**YOUR TASK:**
Please pick out and copy every line of the listing below that contains the string "long", treating uppercase and lowercase as different.

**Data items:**
^^^^
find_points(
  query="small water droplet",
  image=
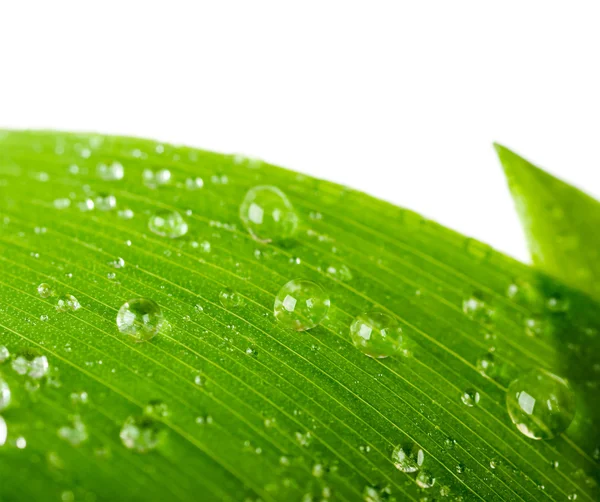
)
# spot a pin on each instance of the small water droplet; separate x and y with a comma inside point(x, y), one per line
point(301, 305)
point(5, 395)
point(141, 434)
point(67, 303)
point(268, 215)
point(377, 334)
point(140, 318)
point(408, 459)
point(157, 409)
point(168, 224)
point(540, 404)
point(470, 397)
point(62, 203)
point(477, 309)
point(194, 183)
point(75, 433)
point(44, 290)
point(425, 479)
point(230, 299)
point(105, 202)
point(110, 172)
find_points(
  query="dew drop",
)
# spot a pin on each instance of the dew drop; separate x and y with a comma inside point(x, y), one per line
point(3, 431)
point(140, 318)
point(408, 459)
point(477, 309)
point(540, 404)
point(74, 433)
point(425, 479)
point(470, 397)
point(301, 305)
point(67, 303)
point(110, 172)
point(168, 224)
point(44, 290)
point(141, 434)
point(105, 202)
point(377, 334)
point(5, 394)
point(268, 215)
point(230, 299)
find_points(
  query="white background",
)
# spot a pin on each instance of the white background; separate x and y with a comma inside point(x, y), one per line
point(400, 99)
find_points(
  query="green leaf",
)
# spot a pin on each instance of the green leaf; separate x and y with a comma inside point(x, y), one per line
point(242, 407)
point(561, 223)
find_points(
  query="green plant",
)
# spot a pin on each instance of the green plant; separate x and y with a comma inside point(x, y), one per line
point(213, 397)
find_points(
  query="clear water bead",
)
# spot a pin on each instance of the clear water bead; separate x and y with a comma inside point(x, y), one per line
point(67, 303)
point(168, 223)
point(541, 404)
point(44, 290)
point(268, 215)
point(140, 318)
point(301, 305)
point(141, 434)
point(110, 172)
point(470, 397)
point(408, 459)
point(377, 334)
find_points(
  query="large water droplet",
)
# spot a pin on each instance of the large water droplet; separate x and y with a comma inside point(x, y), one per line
point(44, 290)
point(4, 394)
point(425, 479)
point(110, 172)
point(377, 334)
point(301, 305)
point(540, 404)
point(168, 224)
point(470, 397)
point(408, 459)
point(141, 434)
point(268, 215)
point(140, 318)
point(67, 303)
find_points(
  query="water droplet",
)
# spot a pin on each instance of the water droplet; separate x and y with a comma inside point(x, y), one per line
point(67, 303)
point(157, 409)
point(230, 299)
point(194, 183)
point(425, 479)
point(408, 459)
point(301, 305)
point(105, 202)
point(168, 224)
point(486, 365)
point(44, 290)
point(377, 334)
point(3, 431)
point(75, 433)
point(268, 215)
point(540, 404)
point(477, 309)
point(110, 172)
point(62, 203)
point(140, 318)
point(470, 397)
point(557, 303)
point(141, 434)
point(125, 214)
point(5, 394)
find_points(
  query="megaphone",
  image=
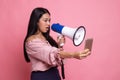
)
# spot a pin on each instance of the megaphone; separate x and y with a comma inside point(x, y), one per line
point(76, 34)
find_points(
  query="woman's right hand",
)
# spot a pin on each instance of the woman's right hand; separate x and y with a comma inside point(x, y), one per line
point(82, 54)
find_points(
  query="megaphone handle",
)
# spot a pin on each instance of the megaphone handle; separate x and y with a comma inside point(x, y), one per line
point(61, 43)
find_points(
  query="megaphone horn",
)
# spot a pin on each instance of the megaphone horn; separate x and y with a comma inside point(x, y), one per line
point(76, 34)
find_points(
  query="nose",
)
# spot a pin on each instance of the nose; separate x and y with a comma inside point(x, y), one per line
point(48, 22)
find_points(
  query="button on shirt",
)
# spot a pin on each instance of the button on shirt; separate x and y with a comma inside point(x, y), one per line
point(42, 55)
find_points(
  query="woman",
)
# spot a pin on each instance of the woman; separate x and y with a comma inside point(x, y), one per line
point(42, 50)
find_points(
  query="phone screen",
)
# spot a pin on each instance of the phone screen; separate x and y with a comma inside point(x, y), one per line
point(88, 44)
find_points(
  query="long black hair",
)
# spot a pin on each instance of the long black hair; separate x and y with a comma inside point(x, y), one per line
point(32, 29)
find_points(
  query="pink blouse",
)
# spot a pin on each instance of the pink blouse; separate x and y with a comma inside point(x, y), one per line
point(42, 55)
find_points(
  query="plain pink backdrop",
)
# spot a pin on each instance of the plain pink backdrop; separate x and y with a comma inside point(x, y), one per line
point(101, 19)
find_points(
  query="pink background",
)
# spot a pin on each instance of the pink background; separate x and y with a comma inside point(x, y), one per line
point(101, 19)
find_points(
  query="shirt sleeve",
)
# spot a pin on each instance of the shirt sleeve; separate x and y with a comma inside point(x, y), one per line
point(43, 52)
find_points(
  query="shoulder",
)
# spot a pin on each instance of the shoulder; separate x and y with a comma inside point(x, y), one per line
point(31, 38)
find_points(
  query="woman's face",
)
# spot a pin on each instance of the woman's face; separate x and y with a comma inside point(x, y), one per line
point(44, 23)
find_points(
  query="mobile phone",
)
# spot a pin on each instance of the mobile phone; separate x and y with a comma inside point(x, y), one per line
point(88, 43)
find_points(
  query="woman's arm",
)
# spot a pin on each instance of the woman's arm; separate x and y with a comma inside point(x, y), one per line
point(77, 55)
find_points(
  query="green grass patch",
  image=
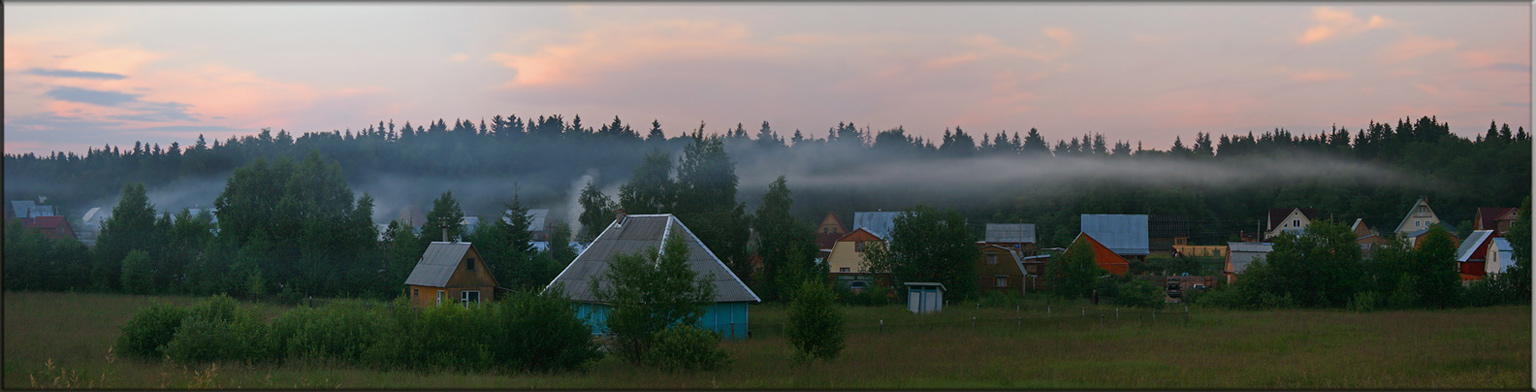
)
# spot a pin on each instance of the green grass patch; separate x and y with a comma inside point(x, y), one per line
point(62, 340)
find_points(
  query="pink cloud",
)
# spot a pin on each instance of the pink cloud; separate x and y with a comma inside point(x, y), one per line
point(1330, 22)
point(1320, 76)
point(618, 45)
point(1415, 46)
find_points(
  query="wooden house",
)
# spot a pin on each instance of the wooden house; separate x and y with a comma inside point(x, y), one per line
point(632, 234)
point(1012, 235)
point(1367, 239)
point(847, 260)
point(1292, 220)
point(1472, 255)
point(1241, 254)
point(1495, 219)
point(925, 297)
point(450, 272)
point(1499, 257)
point(1126, 235)
point(1420, 217)
point(1000, 269)
point(1103, 255)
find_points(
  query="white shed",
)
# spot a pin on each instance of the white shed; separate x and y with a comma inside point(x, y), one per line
point(923, 297)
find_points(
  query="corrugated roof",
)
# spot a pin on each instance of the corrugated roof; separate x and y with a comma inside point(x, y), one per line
point(1506, 254)
point(877, 222)
point(1009, 232)
point(1472, 243)
point(1122, 234)
point(438, 263)
point(1241, 254)
point(647, 234)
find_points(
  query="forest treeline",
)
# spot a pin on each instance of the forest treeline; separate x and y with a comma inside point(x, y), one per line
point(542, 160)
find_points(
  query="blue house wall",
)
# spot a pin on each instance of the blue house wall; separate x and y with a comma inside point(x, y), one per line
point(728, 318)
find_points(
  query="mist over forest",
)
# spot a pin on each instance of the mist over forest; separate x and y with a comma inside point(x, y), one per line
point(1221, 183)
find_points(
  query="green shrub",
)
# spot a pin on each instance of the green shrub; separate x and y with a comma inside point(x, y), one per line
point(145, 335)
point(1142, 294)
point(687, 349)
point(814, 323)
point(203, 340)
point(541, 332)
point(1364, 302)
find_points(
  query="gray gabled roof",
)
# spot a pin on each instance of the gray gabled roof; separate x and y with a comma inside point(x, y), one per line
point(647, 234)
point(1470, 245)
point(876, 222)
point(1241, 254)
point(1122, 234)
point(438, 263)
point(1009, 232)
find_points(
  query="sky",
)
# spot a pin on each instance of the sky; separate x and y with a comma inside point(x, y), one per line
point(92, 74)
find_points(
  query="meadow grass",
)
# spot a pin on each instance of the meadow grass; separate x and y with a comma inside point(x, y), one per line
point(62, 340)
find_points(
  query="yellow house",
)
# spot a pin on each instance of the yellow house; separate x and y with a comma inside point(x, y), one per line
point(450, 272)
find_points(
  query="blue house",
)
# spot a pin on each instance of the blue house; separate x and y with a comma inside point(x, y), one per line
point(632, 234)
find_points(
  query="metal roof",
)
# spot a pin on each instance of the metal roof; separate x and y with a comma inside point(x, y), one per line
point(877, 222)
point(438, 263)
point(1122, 234)
point(1009, 232)
point(647, 234)
point(1506, 254)
point(1470, 245)
point(1241, 254)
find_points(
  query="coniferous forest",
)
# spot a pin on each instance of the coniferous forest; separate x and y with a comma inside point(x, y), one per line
point(288, 203)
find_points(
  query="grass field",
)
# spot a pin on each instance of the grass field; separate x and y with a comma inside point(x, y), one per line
point(62, 340)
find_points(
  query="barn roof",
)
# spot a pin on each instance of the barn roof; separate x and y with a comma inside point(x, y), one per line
point(647, 234)
point(1241, 254)
point(1472, 243)
point(1009, 232)
point(438, 263)
point(877, 222)
point(1122, 234)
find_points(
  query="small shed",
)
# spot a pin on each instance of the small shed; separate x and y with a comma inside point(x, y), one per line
point(450, 272)
point(923, 297)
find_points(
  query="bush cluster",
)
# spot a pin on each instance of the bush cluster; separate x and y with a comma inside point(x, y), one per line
point(523, 332)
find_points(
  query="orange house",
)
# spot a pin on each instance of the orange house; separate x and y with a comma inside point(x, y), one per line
point(1103, 257)
point(450, 272)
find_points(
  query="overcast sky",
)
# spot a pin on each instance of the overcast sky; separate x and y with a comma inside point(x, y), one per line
point(88, 74)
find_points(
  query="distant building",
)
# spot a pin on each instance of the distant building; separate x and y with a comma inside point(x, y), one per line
point(1000, 269)
point(1499, 257)
point(1126, 235)
point(630, 234)
point(1105, 257)
point(1241, 254)
point(1472, 255)
point(450, 272)
point(1420, 219)
point(1020, 237)
point(1166, 231)
point(1495, 219)
point(1292, 220)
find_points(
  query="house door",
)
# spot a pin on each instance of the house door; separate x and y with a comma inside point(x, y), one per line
point(469, 297)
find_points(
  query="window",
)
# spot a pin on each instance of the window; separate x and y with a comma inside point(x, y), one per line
point(469, 297)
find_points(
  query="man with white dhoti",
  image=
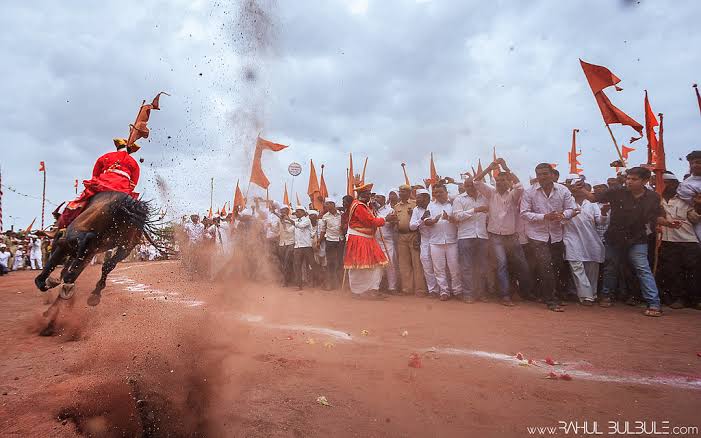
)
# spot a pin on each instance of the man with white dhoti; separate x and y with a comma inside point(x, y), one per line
point(418, 214)
point(364, 259)
point(584, 250)
point(35, 256)
point(385, 238)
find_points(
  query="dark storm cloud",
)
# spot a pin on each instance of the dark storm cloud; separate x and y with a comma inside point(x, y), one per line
point(394, 80)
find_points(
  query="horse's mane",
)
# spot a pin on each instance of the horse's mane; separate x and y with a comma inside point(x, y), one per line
point(140, 214)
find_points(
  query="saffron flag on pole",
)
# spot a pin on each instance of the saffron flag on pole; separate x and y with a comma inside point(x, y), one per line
point(286, 197)
point(350, 184)
point(140, 127)
point(239, 200)
point(322, 185)
point(313, 188)
point(257, 175)
point(572, 155)
point(600, 77)
point(650, 123)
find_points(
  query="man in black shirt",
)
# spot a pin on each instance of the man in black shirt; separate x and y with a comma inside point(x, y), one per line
point(635, 212)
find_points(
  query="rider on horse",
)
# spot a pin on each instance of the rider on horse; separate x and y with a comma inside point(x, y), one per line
point(113, 172)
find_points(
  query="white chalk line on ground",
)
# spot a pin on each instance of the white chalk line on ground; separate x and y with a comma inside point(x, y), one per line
point(157, 294)
point(539, 366)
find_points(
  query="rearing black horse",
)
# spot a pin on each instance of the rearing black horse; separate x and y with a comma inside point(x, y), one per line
point(112, 220)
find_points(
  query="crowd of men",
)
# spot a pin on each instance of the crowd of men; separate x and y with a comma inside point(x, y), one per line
point(544, 240)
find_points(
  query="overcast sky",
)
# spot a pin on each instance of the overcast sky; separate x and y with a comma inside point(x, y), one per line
point(390, 79)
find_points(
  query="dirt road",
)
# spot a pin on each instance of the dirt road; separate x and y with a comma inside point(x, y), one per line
point(166, 356)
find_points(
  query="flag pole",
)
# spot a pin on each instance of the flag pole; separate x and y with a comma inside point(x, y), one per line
point(618, 150)
point(43, 199)
point(406, 177)
point(211, 194)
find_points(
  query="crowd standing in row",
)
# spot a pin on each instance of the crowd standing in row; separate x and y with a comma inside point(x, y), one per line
point(546, 242)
^^^^
**EXERCISE ANSWER:**
  query="long black hair",
# spot a pin on each instance of the long black hair; separate x and y with a comma inside point(x, y), one per line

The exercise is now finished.